Goal:
Update the entries below, starting at the line that contains "Please annotate the shoreline" and ending with the last entry, so that "instance" becomes "item". Leave everything else unchanged.

....

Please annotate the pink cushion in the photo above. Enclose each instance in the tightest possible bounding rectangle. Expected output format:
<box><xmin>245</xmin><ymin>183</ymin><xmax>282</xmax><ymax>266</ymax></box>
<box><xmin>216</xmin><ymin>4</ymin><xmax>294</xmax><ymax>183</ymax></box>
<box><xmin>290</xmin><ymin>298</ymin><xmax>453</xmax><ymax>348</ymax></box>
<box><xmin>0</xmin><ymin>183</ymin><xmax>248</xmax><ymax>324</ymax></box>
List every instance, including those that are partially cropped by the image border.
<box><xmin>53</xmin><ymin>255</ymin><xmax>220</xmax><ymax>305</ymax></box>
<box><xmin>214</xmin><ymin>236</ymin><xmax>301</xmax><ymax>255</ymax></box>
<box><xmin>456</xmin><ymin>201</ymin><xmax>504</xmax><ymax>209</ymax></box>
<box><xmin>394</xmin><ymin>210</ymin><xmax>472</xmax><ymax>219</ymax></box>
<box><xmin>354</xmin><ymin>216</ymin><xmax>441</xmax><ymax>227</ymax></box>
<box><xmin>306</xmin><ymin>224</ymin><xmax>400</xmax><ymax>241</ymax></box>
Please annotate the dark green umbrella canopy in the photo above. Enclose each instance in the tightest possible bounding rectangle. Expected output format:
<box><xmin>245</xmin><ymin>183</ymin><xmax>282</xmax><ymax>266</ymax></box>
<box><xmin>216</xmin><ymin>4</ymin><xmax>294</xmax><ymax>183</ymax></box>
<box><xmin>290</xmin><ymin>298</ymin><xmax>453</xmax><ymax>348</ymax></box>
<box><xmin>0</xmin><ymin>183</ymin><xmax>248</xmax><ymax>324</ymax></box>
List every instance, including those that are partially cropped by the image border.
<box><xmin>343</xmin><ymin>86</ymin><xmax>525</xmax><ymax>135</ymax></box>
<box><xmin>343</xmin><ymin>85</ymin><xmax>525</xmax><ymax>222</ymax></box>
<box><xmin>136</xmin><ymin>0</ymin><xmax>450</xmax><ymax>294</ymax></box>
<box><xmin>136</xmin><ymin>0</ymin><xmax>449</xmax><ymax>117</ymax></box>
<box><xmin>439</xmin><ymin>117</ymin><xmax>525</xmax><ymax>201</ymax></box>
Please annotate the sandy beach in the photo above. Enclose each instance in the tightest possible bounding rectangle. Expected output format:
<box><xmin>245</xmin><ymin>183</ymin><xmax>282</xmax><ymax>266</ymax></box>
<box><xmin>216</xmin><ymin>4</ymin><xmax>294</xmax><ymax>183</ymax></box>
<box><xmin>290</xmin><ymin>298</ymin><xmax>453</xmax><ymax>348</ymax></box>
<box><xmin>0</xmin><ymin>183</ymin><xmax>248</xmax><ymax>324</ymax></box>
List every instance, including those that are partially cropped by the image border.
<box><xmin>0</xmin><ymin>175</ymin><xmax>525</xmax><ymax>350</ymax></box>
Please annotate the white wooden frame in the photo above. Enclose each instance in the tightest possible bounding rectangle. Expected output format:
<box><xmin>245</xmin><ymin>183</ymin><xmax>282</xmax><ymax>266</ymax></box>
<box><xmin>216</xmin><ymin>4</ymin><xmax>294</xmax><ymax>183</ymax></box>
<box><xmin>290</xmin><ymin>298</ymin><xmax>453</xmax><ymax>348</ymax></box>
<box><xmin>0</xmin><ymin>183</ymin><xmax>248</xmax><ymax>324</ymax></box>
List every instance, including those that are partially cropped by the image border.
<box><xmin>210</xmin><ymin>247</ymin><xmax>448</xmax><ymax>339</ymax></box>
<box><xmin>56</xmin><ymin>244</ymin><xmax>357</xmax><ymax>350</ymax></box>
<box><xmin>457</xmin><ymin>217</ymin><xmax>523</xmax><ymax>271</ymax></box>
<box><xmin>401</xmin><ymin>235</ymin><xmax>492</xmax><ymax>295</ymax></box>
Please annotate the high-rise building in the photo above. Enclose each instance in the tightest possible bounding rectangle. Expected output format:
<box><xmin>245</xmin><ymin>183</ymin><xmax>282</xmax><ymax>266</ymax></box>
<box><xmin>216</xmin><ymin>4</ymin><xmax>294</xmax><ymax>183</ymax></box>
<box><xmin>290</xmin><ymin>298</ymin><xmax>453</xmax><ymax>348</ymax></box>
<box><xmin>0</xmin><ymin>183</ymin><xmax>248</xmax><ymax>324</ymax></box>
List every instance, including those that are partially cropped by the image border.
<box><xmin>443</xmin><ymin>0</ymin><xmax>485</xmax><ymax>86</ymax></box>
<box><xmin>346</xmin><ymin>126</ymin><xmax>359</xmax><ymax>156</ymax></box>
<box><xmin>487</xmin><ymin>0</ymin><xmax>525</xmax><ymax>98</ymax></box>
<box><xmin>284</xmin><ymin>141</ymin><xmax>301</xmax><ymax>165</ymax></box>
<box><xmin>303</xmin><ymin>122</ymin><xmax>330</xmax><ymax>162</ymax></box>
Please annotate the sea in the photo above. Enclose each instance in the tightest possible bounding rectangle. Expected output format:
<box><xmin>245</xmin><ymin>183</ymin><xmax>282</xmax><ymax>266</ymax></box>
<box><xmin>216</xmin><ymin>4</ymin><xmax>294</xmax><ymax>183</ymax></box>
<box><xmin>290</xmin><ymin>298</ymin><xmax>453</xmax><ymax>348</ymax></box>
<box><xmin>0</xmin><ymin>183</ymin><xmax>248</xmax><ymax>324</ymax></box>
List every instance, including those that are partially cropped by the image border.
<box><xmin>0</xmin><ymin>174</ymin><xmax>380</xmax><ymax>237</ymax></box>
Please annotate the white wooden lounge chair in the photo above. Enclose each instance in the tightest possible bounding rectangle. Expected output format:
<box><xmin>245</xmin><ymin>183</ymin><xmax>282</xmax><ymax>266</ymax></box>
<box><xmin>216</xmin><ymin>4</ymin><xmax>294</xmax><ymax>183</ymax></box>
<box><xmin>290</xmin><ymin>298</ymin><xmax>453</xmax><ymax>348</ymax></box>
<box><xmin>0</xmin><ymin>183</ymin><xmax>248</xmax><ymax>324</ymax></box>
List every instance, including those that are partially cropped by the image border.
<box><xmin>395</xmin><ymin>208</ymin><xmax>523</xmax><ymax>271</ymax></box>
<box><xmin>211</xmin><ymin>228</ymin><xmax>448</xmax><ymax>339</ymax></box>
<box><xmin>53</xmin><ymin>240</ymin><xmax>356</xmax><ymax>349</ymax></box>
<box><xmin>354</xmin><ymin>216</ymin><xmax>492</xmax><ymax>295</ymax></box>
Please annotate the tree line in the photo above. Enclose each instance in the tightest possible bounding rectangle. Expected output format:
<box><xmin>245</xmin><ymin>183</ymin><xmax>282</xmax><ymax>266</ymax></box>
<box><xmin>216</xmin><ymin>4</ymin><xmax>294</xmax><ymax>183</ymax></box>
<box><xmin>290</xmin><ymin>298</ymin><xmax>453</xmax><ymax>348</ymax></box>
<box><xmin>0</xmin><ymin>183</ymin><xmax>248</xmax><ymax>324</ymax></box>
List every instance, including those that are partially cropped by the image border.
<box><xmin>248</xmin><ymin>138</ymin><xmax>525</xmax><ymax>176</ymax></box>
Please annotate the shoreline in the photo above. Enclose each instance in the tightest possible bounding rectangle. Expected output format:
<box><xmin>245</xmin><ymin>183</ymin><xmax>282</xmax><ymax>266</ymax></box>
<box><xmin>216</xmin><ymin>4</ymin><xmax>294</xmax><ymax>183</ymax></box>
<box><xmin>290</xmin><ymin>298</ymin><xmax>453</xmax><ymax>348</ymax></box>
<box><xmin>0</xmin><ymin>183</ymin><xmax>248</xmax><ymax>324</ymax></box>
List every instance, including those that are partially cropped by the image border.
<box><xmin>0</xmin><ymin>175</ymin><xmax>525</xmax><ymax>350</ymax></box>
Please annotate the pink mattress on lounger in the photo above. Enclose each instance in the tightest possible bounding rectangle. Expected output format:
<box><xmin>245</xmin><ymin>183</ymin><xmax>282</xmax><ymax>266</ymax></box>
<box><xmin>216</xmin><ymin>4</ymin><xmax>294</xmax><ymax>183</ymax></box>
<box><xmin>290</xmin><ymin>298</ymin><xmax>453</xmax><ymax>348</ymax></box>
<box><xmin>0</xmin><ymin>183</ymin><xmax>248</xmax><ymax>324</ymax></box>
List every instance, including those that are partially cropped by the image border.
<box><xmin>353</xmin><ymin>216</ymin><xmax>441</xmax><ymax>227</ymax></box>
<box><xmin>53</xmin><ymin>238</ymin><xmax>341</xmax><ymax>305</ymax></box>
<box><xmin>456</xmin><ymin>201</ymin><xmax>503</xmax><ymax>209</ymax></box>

....

Answer to this problem:
Please annotate the shoreline in the photo above. Enclose each item in the tightest possible bounding rectangle. Expected output format:
<box><xmin>245</xmin><ymin>183</ymin><xmax>282</xmax><ymax>266</ymax></box>
<box><xmin>216</xmin><ymin>4</ymin><xmax>294</xmax><ymax>183</ymax></box>
<box><xmin>290</xmin><ymin>298</ymin><xmax>453</xmax><ymax>348</ymax></box>
<box><xmin>0</xmin><ymin>183</ymin><xmax>248</xmax><ymax>324</ymax></box>
List every item, including those that are partially cropped by the image border.
<box><xmin>0</xmin><ymin>175</ymin><xmax>525</xmax><ymax>350</ymax></box>
Please annotate the pink mattress on lounger in the photo above. Enclose each item in the tightest possible bounding rectangle. Expected output format:
<box><xmin>245</xmin><ymin>183</ymin><xmax>282</xmax><ymax>266</ymax></box>
<box><xmin>216</xmin><ymin>4</ymin><xmax>294</xmax><ymax>183</ymax></box>
<box><xmin>290</xmin><ymin>298</ymin><xmax>453</xmax><ymax>348</ymax></box>
<box><xmin>0</xmin><ymin>183</ymin><xmax>248</xmax><ymax>324</ymax></box>
List every item, including those that are partially cropped by the image border.
<box><xmin>353</xmin><ymin>216</ymin><xmax>441</xmax><ymax>227</ymax></box>
<box><xmin>53</xmin><ymin>238</ymin><xmax>341</xmax><ymax>305</ymax></box>
<box><xmin>456</xmin><ymin>201</ymin><xmax>503</xmax><ymax>209</ymax></box>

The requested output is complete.